Freddy Gray Freddy Gray

The man who wouldn’t be president

Why Russia’s anti-corruption tsar is eager to talk himself out of the race

issue 03 February 2018

Boris Titov is running to be president of Russia, but he’s eager to talk himself out of the job. ‘I am not a good politician,’ he says, over breakfast at the Lanesborough hotel in Knightsbridge. ‘To be a president means you need to be wise, a big politician like Thatcher, Deng Xiaoping, Lee Kuan Yew. Russia needs a tough politician in the presidential chair and I am not that man.’

Titov knows that on 18 March, Vladimir Putin, the toughest politician of our age, will be re-elected as Russia’s Supreme Commander-in-Chief. ‘Everybody understands that,’ he says. ‘We are not stupid. I have common sense.’

Which prompts the question: why run? By way of an answer, Titov starts talking about House, the American TV medical drama starring Hugh Laurie. ‘You know him, the British actor, yes?’ he says. ‘In one of the series he was diagnosing an American politician, and he says to the politician, “Why do you fight? Why do you go for election when you will never win?” And this guy answered with a very good saying: “If I wouldn’t have been fighting, the policies of our state would have been completely different.”’ Titov is pushing not himself, then, but a platform — his Party of Growth’s ‘New Economics for Russia’.

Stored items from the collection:
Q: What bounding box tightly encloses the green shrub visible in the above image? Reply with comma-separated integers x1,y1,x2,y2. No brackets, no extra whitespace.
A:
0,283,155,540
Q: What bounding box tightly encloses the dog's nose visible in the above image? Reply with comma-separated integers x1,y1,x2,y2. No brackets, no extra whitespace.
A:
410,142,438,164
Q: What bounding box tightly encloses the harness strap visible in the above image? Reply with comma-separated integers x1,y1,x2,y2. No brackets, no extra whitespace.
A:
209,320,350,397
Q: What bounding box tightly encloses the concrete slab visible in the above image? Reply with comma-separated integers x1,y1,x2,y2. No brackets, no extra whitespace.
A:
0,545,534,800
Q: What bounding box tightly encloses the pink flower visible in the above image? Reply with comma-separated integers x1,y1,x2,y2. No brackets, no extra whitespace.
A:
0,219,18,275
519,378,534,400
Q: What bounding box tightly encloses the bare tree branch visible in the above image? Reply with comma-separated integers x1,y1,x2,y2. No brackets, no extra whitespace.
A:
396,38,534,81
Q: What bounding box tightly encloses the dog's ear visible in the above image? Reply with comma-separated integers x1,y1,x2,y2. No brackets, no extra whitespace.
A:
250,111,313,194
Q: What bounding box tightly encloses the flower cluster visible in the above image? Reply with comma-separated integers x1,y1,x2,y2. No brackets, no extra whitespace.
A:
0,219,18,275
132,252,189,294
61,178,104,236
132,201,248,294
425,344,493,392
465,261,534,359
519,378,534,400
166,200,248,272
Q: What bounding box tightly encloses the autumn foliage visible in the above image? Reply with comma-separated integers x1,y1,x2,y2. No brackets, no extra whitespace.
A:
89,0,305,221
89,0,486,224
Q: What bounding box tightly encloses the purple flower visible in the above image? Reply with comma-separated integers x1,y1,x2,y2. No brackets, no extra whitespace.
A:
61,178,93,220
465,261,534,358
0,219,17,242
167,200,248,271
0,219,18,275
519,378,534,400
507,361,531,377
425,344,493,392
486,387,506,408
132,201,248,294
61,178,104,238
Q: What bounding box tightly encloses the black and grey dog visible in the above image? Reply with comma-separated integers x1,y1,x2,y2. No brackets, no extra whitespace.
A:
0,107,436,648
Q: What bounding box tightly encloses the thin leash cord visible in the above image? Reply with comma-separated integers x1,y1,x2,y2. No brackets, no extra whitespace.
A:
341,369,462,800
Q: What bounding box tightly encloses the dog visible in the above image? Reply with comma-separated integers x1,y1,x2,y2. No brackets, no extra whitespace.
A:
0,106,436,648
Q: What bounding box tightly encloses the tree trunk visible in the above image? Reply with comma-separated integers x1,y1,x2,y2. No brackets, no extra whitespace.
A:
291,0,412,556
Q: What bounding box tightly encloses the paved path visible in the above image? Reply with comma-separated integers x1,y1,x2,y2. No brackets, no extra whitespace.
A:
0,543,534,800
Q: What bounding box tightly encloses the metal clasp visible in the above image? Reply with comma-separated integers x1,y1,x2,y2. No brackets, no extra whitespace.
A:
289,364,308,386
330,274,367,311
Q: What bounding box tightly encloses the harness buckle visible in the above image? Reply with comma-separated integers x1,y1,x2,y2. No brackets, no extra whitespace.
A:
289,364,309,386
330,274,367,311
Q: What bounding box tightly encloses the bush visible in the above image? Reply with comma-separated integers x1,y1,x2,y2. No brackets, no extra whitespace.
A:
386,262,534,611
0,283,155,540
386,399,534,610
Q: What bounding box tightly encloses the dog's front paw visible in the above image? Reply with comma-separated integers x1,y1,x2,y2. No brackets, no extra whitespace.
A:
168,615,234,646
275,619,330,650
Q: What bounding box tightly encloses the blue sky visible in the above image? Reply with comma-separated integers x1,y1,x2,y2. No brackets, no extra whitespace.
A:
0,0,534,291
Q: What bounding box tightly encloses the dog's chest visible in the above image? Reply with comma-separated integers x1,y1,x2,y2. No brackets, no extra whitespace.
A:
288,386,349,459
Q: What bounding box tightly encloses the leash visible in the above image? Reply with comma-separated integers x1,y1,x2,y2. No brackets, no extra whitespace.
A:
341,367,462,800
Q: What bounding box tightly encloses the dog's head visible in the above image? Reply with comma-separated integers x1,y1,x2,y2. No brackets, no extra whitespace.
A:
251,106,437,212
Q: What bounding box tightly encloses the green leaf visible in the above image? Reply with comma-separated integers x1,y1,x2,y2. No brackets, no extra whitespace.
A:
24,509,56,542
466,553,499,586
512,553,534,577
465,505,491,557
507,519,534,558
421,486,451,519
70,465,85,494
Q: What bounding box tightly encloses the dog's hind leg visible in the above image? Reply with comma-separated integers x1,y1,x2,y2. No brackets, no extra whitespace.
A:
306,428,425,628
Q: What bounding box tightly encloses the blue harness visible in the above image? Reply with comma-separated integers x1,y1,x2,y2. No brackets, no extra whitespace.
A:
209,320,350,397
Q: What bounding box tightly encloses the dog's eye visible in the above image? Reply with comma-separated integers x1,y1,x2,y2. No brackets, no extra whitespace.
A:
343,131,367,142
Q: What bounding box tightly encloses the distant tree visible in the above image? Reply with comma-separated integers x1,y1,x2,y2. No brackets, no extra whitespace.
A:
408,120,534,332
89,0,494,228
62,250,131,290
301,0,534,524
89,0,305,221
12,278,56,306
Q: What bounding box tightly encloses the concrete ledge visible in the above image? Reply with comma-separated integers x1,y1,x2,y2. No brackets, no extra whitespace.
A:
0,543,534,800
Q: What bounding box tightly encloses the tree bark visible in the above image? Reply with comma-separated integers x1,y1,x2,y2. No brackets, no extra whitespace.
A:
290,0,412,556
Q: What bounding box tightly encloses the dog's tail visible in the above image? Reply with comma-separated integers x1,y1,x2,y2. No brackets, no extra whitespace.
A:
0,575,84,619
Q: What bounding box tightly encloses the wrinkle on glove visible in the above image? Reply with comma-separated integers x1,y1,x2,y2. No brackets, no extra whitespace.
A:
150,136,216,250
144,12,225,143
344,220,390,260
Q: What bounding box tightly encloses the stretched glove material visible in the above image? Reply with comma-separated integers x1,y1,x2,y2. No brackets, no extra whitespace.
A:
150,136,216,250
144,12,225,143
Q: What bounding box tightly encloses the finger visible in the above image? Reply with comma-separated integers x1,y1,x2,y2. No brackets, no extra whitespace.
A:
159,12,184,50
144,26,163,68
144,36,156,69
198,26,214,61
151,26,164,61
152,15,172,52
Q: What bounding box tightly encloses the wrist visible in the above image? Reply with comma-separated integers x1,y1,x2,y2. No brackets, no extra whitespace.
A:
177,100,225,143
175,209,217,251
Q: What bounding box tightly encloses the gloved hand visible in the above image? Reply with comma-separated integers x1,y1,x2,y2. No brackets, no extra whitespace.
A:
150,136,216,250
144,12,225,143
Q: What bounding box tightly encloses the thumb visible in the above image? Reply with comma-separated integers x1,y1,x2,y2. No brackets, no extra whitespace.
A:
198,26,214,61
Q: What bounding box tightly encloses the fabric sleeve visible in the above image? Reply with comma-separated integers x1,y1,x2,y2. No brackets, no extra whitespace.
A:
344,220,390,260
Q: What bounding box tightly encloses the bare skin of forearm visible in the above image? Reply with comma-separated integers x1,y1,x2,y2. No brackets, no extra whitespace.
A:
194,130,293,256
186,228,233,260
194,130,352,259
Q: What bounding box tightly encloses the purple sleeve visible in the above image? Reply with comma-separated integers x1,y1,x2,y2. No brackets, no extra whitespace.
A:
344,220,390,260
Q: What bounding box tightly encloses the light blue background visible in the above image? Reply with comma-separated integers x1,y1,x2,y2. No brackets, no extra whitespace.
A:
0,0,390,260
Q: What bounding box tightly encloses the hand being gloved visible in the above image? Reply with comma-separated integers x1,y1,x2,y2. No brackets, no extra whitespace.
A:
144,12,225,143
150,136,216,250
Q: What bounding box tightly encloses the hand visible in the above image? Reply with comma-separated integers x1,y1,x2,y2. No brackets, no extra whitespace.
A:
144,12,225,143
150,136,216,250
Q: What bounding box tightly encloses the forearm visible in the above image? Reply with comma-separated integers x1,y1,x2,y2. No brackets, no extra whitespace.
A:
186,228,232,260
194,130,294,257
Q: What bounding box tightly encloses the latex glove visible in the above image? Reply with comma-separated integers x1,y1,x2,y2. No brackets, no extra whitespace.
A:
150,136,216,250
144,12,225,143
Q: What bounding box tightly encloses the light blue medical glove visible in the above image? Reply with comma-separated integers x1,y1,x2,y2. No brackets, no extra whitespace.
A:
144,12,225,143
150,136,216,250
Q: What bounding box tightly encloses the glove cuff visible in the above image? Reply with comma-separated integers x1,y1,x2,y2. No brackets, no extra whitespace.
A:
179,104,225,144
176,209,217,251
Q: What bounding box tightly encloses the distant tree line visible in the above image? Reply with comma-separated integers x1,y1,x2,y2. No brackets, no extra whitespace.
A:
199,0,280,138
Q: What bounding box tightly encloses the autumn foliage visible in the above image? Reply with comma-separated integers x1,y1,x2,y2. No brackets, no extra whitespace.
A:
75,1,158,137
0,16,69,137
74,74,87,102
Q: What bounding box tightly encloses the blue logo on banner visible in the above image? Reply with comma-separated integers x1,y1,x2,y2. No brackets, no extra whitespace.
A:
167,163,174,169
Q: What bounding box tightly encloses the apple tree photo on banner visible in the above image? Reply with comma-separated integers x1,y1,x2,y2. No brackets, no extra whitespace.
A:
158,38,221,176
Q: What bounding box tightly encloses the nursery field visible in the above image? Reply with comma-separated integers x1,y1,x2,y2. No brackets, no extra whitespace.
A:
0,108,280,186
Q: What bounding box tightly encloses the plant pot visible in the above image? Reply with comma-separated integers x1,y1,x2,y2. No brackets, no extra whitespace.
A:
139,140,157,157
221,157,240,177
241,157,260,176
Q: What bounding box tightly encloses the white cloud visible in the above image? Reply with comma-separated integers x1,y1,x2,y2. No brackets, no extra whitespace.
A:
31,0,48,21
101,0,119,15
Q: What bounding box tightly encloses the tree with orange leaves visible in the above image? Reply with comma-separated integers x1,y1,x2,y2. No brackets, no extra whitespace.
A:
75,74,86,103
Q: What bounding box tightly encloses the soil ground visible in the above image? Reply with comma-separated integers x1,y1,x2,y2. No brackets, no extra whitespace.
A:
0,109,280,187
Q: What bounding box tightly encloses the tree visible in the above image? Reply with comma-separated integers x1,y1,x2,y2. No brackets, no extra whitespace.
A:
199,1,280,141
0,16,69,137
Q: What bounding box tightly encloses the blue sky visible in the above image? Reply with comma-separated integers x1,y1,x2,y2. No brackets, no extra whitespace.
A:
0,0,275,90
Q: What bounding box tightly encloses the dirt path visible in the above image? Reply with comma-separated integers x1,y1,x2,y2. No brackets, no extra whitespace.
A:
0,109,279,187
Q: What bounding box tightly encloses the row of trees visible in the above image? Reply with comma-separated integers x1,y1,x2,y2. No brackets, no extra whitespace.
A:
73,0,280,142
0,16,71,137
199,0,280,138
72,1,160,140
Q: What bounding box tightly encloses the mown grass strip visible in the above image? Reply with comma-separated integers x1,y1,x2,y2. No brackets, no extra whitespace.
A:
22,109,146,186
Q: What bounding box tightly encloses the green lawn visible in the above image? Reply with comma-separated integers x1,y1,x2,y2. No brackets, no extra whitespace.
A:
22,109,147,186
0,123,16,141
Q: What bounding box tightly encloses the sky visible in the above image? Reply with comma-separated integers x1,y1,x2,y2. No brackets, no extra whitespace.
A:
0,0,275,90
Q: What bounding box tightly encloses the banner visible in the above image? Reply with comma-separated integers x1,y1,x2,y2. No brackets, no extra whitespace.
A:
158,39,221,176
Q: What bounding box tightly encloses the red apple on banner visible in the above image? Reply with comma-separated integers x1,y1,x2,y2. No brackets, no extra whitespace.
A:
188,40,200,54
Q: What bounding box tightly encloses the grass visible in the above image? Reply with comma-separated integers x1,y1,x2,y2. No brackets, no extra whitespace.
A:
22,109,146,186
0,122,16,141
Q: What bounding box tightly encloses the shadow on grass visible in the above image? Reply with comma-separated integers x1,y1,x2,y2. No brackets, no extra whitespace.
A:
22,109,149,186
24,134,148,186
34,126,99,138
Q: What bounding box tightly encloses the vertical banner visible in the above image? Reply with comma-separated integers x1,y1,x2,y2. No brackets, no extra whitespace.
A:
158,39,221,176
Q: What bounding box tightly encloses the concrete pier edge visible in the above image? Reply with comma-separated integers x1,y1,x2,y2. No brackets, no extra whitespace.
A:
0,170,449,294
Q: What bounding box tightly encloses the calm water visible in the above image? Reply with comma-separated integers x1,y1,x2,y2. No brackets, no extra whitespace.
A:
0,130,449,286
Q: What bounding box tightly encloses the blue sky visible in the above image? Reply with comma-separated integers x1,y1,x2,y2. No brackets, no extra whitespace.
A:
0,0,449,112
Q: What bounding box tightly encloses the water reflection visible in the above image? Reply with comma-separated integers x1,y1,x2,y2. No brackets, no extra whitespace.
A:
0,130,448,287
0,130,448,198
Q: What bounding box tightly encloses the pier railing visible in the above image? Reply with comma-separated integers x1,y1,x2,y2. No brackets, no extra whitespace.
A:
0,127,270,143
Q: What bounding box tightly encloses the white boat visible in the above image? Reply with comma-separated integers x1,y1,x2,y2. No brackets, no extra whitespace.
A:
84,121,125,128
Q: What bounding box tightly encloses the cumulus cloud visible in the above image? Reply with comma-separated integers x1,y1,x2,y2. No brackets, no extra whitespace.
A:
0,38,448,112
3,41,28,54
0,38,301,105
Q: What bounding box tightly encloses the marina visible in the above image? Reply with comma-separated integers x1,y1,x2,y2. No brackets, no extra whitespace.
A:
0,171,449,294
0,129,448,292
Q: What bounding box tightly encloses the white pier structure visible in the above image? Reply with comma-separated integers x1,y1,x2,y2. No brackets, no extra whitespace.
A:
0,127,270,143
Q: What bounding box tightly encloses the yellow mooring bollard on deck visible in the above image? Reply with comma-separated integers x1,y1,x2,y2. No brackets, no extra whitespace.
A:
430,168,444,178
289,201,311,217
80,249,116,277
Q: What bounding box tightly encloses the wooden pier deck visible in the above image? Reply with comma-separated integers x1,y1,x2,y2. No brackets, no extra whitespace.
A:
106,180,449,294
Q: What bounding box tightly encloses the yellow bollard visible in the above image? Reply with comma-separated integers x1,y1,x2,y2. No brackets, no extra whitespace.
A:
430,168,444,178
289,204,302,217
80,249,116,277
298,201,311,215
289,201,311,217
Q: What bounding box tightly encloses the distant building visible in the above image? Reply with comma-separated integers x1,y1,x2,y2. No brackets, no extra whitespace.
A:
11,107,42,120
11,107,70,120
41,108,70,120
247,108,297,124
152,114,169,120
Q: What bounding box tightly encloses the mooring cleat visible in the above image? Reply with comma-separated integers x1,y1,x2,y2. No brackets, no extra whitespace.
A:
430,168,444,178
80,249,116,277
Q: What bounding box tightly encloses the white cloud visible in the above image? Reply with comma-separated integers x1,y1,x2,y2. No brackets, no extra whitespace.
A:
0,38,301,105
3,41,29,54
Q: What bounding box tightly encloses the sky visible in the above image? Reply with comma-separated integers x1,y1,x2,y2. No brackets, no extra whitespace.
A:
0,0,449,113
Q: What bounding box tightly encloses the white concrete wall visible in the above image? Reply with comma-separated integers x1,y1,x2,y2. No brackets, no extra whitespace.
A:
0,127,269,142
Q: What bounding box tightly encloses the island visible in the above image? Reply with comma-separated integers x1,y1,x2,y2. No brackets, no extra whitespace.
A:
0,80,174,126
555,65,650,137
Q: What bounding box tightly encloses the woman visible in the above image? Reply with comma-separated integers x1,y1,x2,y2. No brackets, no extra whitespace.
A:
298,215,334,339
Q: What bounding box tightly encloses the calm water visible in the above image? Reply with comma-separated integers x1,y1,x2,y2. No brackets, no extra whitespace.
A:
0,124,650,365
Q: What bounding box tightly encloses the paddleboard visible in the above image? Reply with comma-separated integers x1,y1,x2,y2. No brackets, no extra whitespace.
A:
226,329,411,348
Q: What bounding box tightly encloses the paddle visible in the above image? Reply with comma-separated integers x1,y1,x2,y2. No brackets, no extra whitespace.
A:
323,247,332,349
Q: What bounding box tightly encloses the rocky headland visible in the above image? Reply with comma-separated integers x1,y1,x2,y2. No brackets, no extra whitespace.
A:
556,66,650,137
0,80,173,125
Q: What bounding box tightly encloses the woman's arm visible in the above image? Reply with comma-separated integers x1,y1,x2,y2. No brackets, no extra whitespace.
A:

» Requirement 1: For the article on Boris Titov, state whether each statement agrees with it, answering yes or no and quoting the deciding words: (a) Titov describes himself as not a good politician. (b) Titov expects to defeat Vladimir Putin on 18 March. (c) The interview took place over breakfast at a hotel in Knightsbridge.
» Requirement 2: Go on with the article on Boris Titov from the point where it stops.
The items are not needed for any of this work.

» Reply 1:
(a) Yes: "I am not a good politician"
(b) No: "Titov knows that on 18 March, Vladimir Putin, the toughest politician of our age, will be re-elected as Russia’s Supreme Commander-in-Chief."
(c) Yes: "over breakfast at the Lanesborough hotel in Knightsbridge"

» Reply 2:
‘The main task of our participation in this campaign is to use Putin,’ he says, ‘because we think that if the country does not go one way, our way, we face huge risks not just economic but political and social in Russia.’ He will not attack Putin’s legacy, but he will be ‘criticising today’s economic proposals in Russia’.

Russia sceptics, or Putinophobes, would reply that Titov is a patsy. He’s no Alexei Navalny, the outspoken critic of the government who was arrested last weekend as he took part in a protest to boycott the election.